Supplied passage >>
========================

Verification Taxonomy: A Systematic View¶
Neural network verification encompasses dozens of methods—SMT solvers [Katz et al., 2017, Katz et al., 2019], bound propagation [Gowal et al., 2019, Singh et al., 2019, Weng et al., 2018, Zhang et al., 2018], randomized smoothing [Cohen et al., 2019], and more. Each method makes different tradeoffs between tightness, speed, and scalability. Understanding how these methods relate helps you choose the right tool for your application.
This guide presents a systematic taxonomy of neural network verification methods, organizing them along key dimensions: complete vs incomplete, deterministic vs probabilistic, and bound propagation vs optimization-based. By understanding this landscape, you can navigate verification research and select methods intelligently.
Why Taxonomy Matters¶
The verification landscape is vast: Researchers have developed numerous approaches, each with strengths and limitations. Without organization, this diversity is overwhelming.
Taxonomy provides structure: By categorizing methods along fundamental axes, we can:
Understand relationships: How does CROWN relate to DeepPoly? Both are incomplete bound propagation, but use different abstract domains.
Identify gaps: What combinations of properties are unexplored? (e.g., complete probabilistic verification)
Guide selection: Given requirements (speed, tightness, scalability), which category fits best?
Predict performance: Methods in the same category often have similar characteristics.
Taxonomy Benefits
A well-organized taxonomy helps:
Researchers: Identify open problems and unexplored method combinations
Practitioners: Choose verification methods matching their constraints
Students: Build mental models of the verification landscape
Tool builders: Position new methods relative to existing work
Primary Classification Axes¶
Axis 1: Complete vs Incomplete¶
The most fundamental distinction: does the method always give definitive answers?
Complete verification [Katz et al., 2017, Tjeng et al., 2019, Katz et al., 2019]:
Definition: Always returns VERIFIED or FALSIFIED (with counterexample)
Never returns: “Unknown”
Guarantee: If it says verified, the property holds; if falsified, here’s proof
Cost: Exponential worst-case complexity
Examples: SMT (Marabou), MILP, branch-and-bound
Incomplete verification [Gowal et al., 2019, Singh et al., 2019, Weng et al., 2018, Zhang et al., 2018]:
Definition: May return VERIFIED, FALSIFIED, or UNKNOWN
Guarantee: If verified, property holds (sound). If unknown, property might hold or not.

========================

Work instructions >>
A - In the verification taxonomy guide, what three dimensions are the verification methods organized along?
B - Carry on the verification taxonomy guide from the point where it stops, keeping its format and tone.

========================

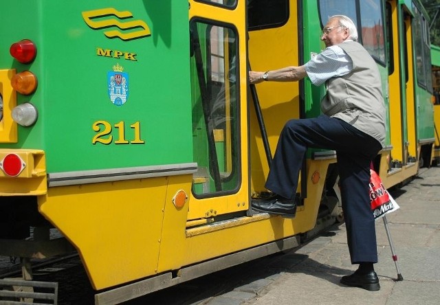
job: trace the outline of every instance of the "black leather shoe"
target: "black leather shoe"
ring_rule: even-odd
[[[379,278],[375,271],[362,274],[357,270],[350,275],[343,276],[340,282],[346,286],[362,287],[370,291],[376,291],[380,289]]]
[[[296,213],[295,199],[287,199],[278,195],[261,199],[252,199],[252,209],[265,213],[293,218]]]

========================

The results >>
A - Complete vs incomplete, deterministic vs probabilistic, and bound propagation vs optimization-based.

B -
Cost: Polynomial-time complexity
Examples: IBP, CROWN, DeepPoly, LP relaxation, SDP
Property |
Complete |
Incomplete |
|---|---|---|
Possible answers |
Verified, Falsified |
Verified, Falsified, Unknown |
Soundness |
Yes (always correct) |
Yes (verified → true) |
Completeness |
Yes (always decides) |
No (may return unknown) |
Time complexity |
Exponential (worst-case) |
Polynomial |
Scalability |
Small networks (~1000 neurons) |
Large networks (millions) |
Why incomplete methods dominate: The NP-completeness [Katz et al., 2017, Weng et al., 2018] of verification means complete methods face fundamental scalability barriers. For practical large-scale verification, incomplete methods are necessary.
Axis 2: Deterministic vs Probabilistic¶
How are guarantees provided?
Deterministic verification [Weng et al., 2018, Zhang et al., 2018, Katz et al., 2019]:
Guarantee: Definite bounds on outputs for all inputs in region
Example: “For all \(x\) in \(\epsilon\)-ball, output stays in class A”
Methods: All bound propagation, SMT, MILP, LP/SDP
Advantage: No uncertainty in guarantee
Limitation: Conservative (may be loose)
Probabilistic verification [Cohen et al., 2019]:
Guarantee: Probabilistic bound with confidence level
Example: “With 99% confidence, for all \(x\) in radius \(r\), output stays in class A”
Methods: Randomized smoothing
Advantage: Tighter bounds than deterministic for same cost
Limitation: Probabilistic (not absolute certainty)
Deterministic vs Probabilistic
Deterministic:
Absolute guarantee
May be conservative (loose bounds)
Required for safety-critical systems needing provable guarantees
Probabilistic:
Statistical guarantee with confidence level
Often tighter for same computational cost
Acceptable when probabilistic guarantees suffice
Most verification methods are deterministic. Randomized smoothing [Cohen et al., 2019] is the primary probabilistic approach, offering better scalability at the cost of statistical rather than absolute guarantees.
Axis 3: Bound Propagation vs Optimization¶
How are bounds computed?
Bound propagation [Gowal et al., 2019, Singh et al., 2019, Weng et al., 2018, Zhang et al., 2018]:
Approach: Propagate bounds layer-by-layer through network
Mechanism: Abstract interpretation, interval arithmetic, linear relaxations
Complexity: O(network size) typically
Examples: IBP, CROWN, DeepPoly
Advantage: Fast, scales well
Limitation: May be loose (accumulates approximation errors)
Optimization-based [Raghunathan et al., 2018, Katz et al., 2019, Salman et al., 2019]:
Approach: Formulate bound computation as optimization problem
Mechanism: LP, SDP, SMT, MILP
Complexity: O(n³) for LP/SDP, exponential for SMT/MILP
Examples: LP relaxation, SDP, Marabou
Advantage: Can be tighter (explicit optimization)
Limitation: Slower (solving optimization expensive)
Hybrid: Branch-and-bound [Wang et al., 2021, Zhang et al., 2022]:
Uses bound propagation for initial bounds
Branches (partitions input space) when bounds too loose
Applies bound propagation to each partition
Combines speed of propagation with refinement of partitioning
Verification Method Taxonomy¶
Combining these axes yields a taxonomy of verification approaches:
Complete Methods¶
1. SMT-Based [Katz et al., 2017, Katz et al., 2019]
Approach: Encode network as logical constraints, solve with SMT
Example: Marabou/Reluplex
Tightness: Exact (complete)
Speed: Slow (exponential worst-case)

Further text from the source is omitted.